*** Opening SOURCE TEXT ***
Sit down over a cup of coffee with her.

Yes, Bob, that's a good idea. And, Sandy, I appreciate your words. Actually, I may be the right person to talk with her. When my mother was in a nursing home (for almost six years) I became an active advocate for nursing home residents and joined a orgnization devoted to that cause. I was a delatage to the Silver Haired Legislature and sponsored some bills favorable to helping those in nursing homes. Some of those bills later went on to be passed in the real Legislature. I now serve on the State Board of Nursing, in that role we assure that nurses stay at the top of their profession in caring for patients. I have talked with and led group discussions with families of nursing home residents. I understand what Len's wife is going through. She had never paid a bill or written a check before. He life has been turned upside down in ways as traumatic as what her husband experienced. They are friends and I'll be there for them. The wood is a very minor element in the equation.
Thanks for all the responses, I hadn't expected that. My original post was more of a venue to express feelings than anything.
 
end of an era

I just returned from Len Dillon's funeral. His death is certainly the end of an era. I believe I can say, without contradiction, that he was one of the most gifted wood carvers in history. Beyond that, he was a very giving person. He often used his own time to teach others how to carve. Len was devoted to his wife, family, friends, God and country in ways that should be an example to us all. As much as I'll miss him, I'm OK with his passing for reasons that , if expressed, would go beyond the bounds of our rules here.
*** Closing SOURCE TEXT ***
Copy out the forum posts about Len Dillon word for word, starting at "Thanks for all" and stopping after "our rules here.".
*** Opening DATASET EXTRACT ***
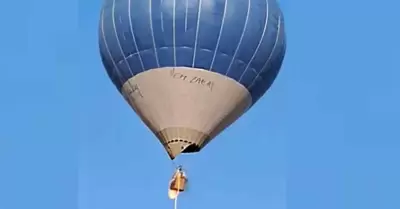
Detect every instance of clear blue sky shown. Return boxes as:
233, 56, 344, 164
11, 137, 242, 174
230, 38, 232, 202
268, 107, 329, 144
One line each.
0, 0, 400, 209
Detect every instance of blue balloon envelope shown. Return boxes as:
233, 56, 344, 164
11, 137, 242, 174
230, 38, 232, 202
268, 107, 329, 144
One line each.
99, 0, 286, 159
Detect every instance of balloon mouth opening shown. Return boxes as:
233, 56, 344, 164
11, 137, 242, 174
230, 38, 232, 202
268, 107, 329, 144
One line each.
182, 144, 200, 153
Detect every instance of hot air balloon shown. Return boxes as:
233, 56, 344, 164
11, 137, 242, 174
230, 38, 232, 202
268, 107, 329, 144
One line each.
99, 0, 286, 159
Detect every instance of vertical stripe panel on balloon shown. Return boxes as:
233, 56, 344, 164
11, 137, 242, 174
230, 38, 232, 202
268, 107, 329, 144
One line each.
157, 0, 176, 66
248, 14, 285, 102
130, 0, 158, 69
189, 0, 225, 69
232, 0, 268, 86
212, 0, 248, 75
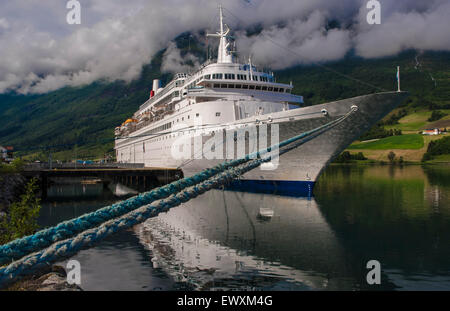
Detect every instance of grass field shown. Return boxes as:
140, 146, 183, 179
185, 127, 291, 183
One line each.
347, 134, 424, 150
385, 109, 450, 131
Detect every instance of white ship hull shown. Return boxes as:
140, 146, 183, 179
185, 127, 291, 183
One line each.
116, 92, 406, 195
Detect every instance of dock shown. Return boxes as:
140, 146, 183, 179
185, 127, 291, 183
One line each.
22, 163, 183, 198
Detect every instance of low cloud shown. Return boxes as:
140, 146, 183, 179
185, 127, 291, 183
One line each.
0, 0, 450, 94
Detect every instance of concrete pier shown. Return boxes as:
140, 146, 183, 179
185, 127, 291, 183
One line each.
22, 166, 183, 198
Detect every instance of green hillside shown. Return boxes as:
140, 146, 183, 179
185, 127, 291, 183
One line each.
0, 42, 450, 160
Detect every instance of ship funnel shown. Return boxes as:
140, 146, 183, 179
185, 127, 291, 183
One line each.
150, 79, 161, 98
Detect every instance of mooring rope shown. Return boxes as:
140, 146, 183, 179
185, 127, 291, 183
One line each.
0, 108, 355, 287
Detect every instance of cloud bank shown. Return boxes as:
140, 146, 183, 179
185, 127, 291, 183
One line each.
0, 0, 450, 94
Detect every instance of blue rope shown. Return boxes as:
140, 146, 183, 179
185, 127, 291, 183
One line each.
0, 110, 353, 285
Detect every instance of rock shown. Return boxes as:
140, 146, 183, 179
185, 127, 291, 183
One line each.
7, 265, 82, 291
36, 272, 81, 291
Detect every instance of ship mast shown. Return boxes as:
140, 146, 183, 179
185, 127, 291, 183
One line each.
206, 5, 233, 64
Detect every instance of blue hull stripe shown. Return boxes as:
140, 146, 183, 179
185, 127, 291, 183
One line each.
226, 179, 314, 197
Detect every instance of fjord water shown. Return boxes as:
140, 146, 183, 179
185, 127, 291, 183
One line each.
40, 165, 450, 290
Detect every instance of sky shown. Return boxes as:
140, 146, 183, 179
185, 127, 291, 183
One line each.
0, 0, 450, 94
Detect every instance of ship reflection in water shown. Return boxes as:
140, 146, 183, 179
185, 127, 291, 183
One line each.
138, 190, 352, 290
41, 166, 450, 290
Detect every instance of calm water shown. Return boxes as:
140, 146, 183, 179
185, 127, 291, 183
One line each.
40, 166, 450, 290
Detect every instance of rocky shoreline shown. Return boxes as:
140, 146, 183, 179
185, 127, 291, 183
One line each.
0, 173, 82, 291
4, 265, 82, 291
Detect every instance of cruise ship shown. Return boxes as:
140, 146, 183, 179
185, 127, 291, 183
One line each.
115, 7, 407, 195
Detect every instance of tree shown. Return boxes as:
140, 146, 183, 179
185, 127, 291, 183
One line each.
388, 151, 395, 163
0, 178, 41, 244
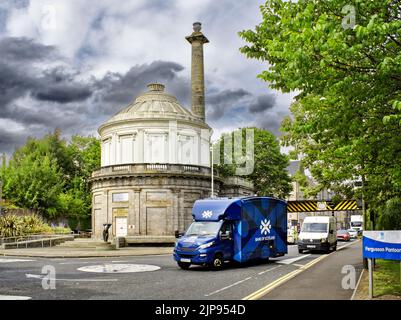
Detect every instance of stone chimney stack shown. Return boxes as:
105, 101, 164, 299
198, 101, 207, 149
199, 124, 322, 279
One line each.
185, 22, 209, 121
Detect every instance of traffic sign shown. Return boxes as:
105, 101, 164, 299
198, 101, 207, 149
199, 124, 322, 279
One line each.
363, 230, 401, 260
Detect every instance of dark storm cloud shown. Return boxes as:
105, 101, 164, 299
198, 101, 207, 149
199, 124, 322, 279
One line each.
0, 37, 58, 63
95, 61, 185, 113
0, 38, 190, 153
248, 94, 276, 113
206, 89, 251, 121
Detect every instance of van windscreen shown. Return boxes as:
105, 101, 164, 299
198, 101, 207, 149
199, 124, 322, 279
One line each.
185, 221, 221, 236
301, 222, 328, 232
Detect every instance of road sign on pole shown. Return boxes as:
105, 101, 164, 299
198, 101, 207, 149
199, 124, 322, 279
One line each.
362, 230, 401, 299
368, 259, 373, 299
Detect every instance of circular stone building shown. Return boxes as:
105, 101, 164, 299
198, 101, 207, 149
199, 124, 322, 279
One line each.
91, 23, 253, 243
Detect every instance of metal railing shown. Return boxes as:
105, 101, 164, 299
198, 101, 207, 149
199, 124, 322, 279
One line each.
0, 234, 69, 245
92, 163, 214, 178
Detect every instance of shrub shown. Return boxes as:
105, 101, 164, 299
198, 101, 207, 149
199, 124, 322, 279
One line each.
0, 215, 24, 237
0, 215, 53, 237
22, 215, 53, 234
52, 227, 71, 234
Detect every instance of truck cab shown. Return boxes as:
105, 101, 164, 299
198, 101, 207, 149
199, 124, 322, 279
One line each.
298, 216, 337, 253
173, 197, 287, 269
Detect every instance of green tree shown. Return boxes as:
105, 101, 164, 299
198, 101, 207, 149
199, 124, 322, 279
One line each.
240, 0, 401, 225
0, 130, 100, 222
217, 128, 291, 198
3, 155, 64, 217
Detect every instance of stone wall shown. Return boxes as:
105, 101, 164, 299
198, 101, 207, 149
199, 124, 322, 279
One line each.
92, 166, 253, 238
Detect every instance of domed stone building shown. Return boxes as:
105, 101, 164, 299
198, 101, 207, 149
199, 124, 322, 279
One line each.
92, 23, 253, 243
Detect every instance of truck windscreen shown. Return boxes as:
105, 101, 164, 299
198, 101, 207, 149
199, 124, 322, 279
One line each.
185, 221, 221, 236
301, 223, 328, 232
351, 221, 362, 227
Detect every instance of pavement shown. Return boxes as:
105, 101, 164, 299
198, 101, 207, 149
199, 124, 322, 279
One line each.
0, 241, 361, 300
0, 246, 174, 258
261, 241, 363, 300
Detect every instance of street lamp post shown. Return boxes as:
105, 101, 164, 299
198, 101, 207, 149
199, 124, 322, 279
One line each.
210, 144, 214, 198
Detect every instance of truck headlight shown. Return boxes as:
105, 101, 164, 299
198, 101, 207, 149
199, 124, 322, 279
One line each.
198, 241, 214, 249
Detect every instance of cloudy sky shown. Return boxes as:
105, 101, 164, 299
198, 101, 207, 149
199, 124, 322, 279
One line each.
0, 0, 292, 154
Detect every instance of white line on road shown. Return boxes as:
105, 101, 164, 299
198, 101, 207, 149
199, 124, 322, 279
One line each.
205, 277, 252, 297
0, 294, 32, 300
258, 266, 281, 275
25, 273, 118, 282
59, 261, 94, 264
292, 263, 304, 268
0, 259, 36, 263
276, 254, 310, 264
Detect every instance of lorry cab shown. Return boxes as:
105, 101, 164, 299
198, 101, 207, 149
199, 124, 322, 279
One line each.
173, 197, 287, 269
298, 216, 337, 253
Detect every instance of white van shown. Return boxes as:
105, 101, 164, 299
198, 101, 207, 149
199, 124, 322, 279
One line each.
298, 216, 337, 253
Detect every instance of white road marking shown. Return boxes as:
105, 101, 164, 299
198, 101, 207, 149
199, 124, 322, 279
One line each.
258, 266, 281, 275
0, 294, 32, 300
59, 261, 93, 264
292, 263, 304, 268
276, 254, 310, 264
0, 258, 36, 263
205, 277, 252, 297
25, 273, 118, 282
78, 263, 160, 273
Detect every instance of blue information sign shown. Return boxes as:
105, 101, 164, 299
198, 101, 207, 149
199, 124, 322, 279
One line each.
363, 231, 401, 260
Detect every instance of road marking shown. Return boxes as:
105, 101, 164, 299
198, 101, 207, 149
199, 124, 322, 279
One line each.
242, 240, 360, 300
0, 259, 36, 263
78, 263, 160, 273
275, 254, 311, 264
350, 269, 365, 300
59, 261, 93, 264
258, 266, 281, 275
205, 277, 252, 297
25, 273, 118, 282
292, 263, 304, 268
0, 294, 32, 300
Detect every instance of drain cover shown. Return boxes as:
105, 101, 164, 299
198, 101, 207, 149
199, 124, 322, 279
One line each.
78, 264, 160, 273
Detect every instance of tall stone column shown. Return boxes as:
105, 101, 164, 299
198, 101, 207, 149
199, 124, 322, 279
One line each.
185, 22, 209, 121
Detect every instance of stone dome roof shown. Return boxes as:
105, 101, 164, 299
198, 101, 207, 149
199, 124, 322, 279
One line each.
99, 83, 208, 130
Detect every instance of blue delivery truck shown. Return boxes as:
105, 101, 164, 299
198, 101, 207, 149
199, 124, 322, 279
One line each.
174, 197, 287, 269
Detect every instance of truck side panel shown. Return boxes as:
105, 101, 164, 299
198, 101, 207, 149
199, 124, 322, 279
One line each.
234, 198, 287, 262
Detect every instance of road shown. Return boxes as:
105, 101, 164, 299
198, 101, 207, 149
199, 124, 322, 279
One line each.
0, 241, 360, 300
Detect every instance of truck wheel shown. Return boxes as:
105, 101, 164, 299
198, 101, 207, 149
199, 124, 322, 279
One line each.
177, 262, 191, 270
211, 253, 224, 270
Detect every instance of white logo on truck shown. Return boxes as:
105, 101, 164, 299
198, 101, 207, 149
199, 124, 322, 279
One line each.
260, 219, 272, 235
202, 210, 213, 219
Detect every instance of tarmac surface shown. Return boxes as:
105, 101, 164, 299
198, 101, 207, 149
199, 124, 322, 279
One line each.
0, 241, 362, 300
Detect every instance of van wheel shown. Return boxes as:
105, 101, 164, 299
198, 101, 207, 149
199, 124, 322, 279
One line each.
211, 253, 224, 270
177, 262, 191, 270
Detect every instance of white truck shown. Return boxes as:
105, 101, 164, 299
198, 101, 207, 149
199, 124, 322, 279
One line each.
298, 216, 337, 253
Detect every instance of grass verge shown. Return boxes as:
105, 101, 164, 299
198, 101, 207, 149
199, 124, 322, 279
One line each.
355, 259, 401, 300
*** Closing DATASET EXTRACT ***
=== WRITTEN SOLUTION ===
Thanks for all the responses, I hadn't expected that. My original post was more of a venue to express feelings than anything.
 
end of an era

I just returned from Len Dillon's funeral. His death is certainly the end of an era. I believe I can say, without contradiction, that he was one of the most gifted wood carvers in history. Beyond that, he was a very giving person. He often used his own time to teach others how to carve. Len was devoted to his wife, family, friends, God and country in ways that should be an example to us all. As much as I'll miss him, I'm OK with his passing for reasons that , if expressed, would go beyond the bounds of our rules here.